> **What you need to do**:
#1 Do these statements agree with the post on reading Civil War books? Answer yes or no for each and quote the words from the post that decide it.
(a) The writer aims to read 50 books every year.
(b) In both 2021 and 2022, the writer read more than 30 books.
(c) The writer's manager objects to the idea of the writer becoming the library's Civil War specialist.
#2 Can you write out the passage of the post on reading Civil War books between "My goal every" and "at 35 books.", inclusive, switching "50 books" to "60 books"?
#3 Answer these questions from the post on reading Civil War books.
(a) What does the writer try to find on the libraries' digital services to go with the books being read?
(b) At what event will the books the writer doesn't keep be sold?
(c) How many books did the writer read last year?

> **Selected extract**:
....

My goal is to continue to work through the piles of Civil War books on the floor and in the bookcase so I can either decide to keep them or price and pack them for sale at my Round Table's book sale for battlefield preservation. Some I read, but I try to find the matching E-audiobooks on my libraries' digital services. That combo is a read-along for adults. :smile: It makes things a bit easier when vision could be better. I need to pick up the pace, though, because my "enablers" keep showing me things they think/know I'll want to buy.

Since a work goal is to become my library's Civil War specialist for reader advisory (for various reasons that's not going to happen in real life, but my manager is fine with the idea of it), I'm also looking to read or to listen to more works for young adults and kids. Despite some worries I've seen expressed here, they are out there!
 
My goal every year is 50 books. Ideally, I should be going through one 300-350 page book per week, or two 150-page books. I almost always fall short of that target. 2021 and 2022 I read less than 30 books both years, which is the least amount of reading I'd done in at least 15 years. Last year was much better at 35 books.

....

> **Entries shown**:
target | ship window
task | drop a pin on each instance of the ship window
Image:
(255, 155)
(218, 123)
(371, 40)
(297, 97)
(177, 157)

....

> **Exercise responses**:
#1
(a) Yes: "My goal every year is 50 books."
(b) No: "2021 and 2022 I read less than 30 books both years"
(c) No: "my manager is fine with the idea of it"

#2
My goal every year is 60 books. Ideally, I should be going through one 300-350 page book per week, or two 150-page books. I almost always fall short of that target. 2021 and 2022 I read less than 30 books both years, which is the least amount of reading I'd done in at least 15 years. Last year was much better at 35 books.

#3
(a) The matching E-audiobooks.
(b) The Round Table's book sale for battlefield preservation.
(c) 35 books.